Texte à lire:
┌──

Iwan Lépingle © 2025 La Ribambulle
Nous avons profité de sa présence lors du FIBD pour poser nos questions à Iwan Lépingle qui avait quelques semaines plus tôt sorti un quatrième album chez Sarbacane, Submersion.
Bonjour, merci beaucoup d’avoir accepté de répondre à nos questions.
Merci à vous.
Est-ce que vous pouvez vous présenter pour nos lecteurs et lectrices qui vous découvriraient avec Submersion ?
Donc je m’appelle Iwan Lépingle et je suis auteur de bande dessinée. Ma dernière bande dessinée, Submersion, est la sixième que j’ai sortie. Elle est sortie en octobre dernier, octobre 2024, aux éditions Sarbacane.
C’est déjà votre quatrième album chez Sarbacane. On est sur une collaboration qui dure. Comment s’est faite la rencontre avec cette maison d’édition ?

└──

Consignes:
1) Extrayez l'entretien en entier, sans en modifier un mot, s'il vous plaît.
2) Relevez chaque ligne de la liste où figure la chaîne « weathered ».
L'entretien et la liste sont deux documents sans rapport entre eux.

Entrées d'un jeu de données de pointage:
┌──

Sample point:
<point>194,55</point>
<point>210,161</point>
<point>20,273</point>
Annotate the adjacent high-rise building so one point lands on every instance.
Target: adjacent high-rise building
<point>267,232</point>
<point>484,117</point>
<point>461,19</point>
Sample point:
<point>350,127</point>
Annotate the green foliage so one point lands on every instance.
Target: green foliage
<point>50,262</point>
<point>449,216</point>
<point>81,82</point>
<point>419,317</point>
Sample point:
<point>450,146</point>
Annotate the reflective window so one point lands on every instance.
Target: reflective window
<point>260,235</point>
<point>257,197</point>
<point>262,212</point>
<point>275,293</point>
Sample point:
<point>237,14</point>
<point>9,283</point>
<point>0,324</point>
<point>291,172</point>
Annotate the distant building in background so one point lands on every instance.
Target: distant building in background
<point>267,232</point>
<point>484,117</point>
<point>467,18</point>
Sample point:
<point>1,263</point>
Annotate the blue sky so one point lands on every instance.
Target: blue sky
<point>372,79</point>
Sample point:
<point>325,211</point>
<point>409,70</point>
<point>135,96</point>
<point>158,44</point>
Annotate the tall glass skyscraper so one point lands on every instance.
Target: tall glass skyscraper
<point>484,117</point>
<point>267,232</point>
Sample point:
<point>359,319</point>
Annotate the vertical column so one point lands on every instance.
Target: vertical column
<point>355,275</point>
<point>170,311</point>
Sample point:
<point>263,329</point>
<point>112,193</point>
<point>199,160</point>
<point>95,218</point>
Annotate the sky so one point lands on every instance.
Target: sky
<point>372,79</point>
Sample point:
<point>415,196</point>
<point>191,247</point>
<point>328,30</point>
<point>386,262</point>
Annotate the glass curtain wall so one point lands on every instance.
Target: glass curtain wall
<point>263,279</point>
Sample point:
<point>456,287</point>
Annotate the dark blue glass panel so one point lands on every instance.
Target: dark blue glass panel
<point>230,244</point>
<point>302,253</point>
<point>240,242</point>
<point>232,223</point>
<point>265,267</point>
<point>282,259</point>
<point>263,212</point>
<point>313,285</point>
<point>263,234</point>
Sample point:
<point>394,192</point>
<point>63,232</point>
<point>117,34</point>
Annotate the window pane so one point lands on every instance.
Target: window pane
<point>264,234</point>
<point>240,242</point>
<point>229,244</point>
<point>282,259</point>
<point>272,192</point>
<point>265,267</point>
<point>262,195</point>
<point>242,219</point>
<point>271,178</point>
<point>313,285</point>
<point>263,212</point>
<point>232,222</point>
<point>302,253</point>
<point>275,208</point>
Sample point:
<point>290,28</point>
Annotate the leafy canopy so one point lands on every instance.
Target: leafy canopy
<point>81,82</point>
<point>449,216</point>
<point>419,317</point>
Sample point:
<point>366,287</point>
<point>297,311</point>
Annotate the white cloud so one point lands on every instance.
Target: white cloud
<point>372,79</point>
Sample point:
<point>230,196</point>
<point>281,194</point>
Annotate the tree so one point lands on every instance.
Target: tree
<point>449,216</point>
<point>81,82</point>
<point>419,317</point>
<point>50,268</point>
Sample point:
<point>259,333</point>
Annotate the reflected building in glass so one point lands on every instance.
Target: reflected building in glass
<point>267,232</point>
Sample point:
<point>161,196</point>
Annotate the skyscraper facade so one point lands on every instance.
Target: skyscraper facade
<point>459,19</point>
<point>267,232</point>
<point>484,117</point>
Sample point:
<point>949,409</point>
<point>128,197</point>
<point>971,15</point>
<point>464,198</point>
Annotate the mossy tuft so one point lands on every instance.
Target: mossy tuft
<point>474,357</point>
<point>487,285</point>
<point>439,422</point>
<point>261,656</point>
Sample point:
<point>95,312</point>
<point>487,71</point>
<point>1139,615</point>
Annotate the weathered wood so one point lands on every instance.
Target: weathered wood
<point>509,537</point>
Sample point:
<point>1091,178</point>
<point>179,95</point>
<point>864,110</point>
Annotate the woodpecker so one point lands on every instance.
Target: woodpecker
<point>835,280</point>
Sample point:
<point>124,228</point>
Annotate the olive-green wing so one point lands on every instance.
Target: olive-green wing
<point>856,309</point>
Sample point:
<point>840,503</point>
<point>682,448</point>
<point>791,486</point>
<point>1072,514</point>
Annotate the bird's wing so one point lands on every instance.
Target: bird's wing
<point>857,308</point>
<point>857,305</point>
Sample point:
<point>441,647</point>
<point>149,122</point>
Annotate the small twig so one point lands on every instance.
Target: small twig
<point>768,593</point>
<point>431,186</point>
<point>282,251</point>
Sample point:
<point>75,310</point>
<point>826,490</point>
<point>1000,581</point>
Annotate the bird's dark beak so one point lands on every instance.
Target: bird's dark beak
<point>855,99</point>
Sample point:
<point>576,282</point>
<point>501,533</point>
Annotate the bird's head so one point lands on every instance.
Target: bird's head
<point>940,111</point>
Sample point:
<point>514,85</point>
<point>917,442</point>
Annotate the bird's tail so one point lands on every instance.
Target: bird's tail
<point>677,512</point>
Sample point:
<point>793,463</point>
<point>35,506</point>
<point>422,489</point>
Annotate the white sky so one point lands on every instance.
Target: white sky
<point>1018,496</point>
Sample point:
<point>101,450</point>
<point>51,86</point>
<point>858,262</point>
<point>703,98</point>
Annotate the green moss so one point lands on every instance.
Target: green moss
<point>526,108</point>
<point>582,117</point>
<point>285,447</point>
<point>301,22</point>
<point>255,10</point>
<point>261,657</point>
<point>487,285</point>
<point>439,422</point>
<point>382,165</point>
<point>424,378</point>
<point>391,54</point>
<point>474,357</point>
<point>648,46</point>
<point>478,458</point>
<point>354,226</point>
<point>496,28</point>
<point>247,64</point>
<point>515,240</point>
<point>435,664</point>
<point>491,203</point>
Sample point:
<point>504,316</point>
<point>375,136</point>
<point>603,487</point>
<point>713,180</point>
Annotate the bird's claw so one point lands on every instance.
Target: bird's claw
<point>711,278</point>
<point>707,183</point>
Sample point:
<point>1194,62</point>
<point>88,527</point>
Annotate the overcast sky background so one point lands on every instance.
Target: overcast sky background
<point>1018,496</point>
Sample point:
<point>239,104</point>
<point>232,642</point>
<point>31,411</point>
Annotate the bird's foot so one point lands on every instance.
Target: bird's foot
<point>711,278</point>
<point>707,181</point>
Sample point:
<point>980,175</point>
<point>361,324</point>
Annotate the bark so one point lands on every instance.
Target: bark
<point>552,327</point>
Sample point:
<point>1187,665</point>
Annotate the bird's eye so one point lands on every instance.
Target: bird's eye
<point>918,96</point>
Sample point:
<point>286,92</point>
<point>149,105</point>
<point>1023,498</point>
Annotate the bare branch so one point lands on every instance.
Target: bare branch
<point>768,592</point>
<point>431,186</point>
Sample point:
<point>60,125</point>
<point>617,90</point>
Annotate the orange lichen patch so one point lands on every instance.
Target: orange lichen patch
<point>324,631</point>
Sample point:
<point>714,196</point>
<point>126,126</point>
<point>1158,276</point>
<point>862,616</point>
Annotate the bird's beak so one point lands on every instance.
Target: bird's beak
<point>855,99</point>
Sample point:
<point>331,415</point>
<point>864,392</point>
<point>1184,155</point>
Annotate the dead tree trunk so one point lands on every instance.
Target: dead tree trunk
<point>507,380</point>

└──

Réponses attendues:
1)
Iwan Lépingle © 2025 La Ribambulle
Nous avons profité de sa présence lors du FIBD pour poser nos questions à Iwan Lépingle qui avait quelques semaines plus tôt sorti un quatrième album chez Sarbacane, Submersion.
Bonjour, merci beaucoup d’avoir accepté de répondre à nos questions.
Merci à vous.
Est-ce que vous pouvez vous présenter pour nos lecteurs et lectrices qui vous découvriraient avec Submersion ?
Donc je m’appelle Iwan Lépingle et je suis auteur de bande dessinée. Ma dernière bande dessinée, Submersion, est la sixième que j’ai sortie. Elle est sortie en octobre dernier, octobre 2024, aux éditions Sarbacane.
C’est déjà votre quatrième album chez Sarbacane. On est sur une collaboration qui dure. Comment s’est faite la rencontre avec cette maison d’édition ?

2)
Annotate the weathered wood so one point lands on every instance.
Target: weathered wood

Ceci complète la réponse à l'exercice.